| DATA RECORDS |
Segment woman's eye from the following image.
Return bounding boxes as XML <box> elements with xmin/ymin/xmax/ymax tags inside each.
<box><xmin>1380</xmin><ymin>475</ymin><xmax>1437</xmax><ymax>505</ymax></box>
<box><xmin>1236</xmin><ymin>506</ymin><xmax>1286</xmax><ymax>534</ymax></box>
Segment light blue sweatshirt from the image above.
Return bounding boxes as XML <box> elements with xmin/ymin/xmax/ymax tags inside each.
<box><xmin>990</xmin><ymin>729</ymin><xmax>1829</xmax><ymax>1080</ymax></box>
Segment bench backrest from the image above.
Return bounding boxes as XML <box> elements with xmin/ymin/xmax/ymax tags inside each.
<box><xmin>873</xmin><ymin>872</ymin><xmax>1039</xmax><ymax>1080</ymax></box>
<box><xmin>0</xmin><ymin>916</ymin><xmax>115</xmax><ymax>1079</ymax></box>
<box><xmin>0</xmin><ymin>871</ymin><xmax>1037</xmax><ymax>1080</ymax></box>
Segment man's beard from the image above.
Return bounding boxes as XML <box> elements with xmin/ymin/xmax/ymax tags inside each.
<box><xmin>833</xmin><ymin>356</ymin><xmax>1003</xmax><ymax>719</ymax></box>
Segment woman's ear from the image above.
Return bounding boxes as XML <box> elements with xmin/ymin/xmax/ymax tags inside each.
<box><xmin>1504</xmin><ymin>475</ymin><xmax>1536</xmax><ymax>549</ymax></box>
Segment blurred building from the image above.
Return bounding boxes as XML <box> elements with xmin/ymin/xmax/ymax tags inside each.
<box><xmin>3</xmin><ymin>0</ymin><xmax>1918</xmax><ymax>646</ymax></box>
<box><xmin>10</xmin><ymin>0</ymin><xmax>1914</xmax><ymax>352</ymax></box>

| WHAT TO DO |
The task calls for every line of the material that contains the string "image".

| TASK ANSWER |
Segment woman's eye from the following image.
Segment light blue sweatshirt from the image above.
Segment bench backrest from the image above.
Segment man's beard from the image above.
Segment woman's ear from the image above.
Segment blurred building from the image above.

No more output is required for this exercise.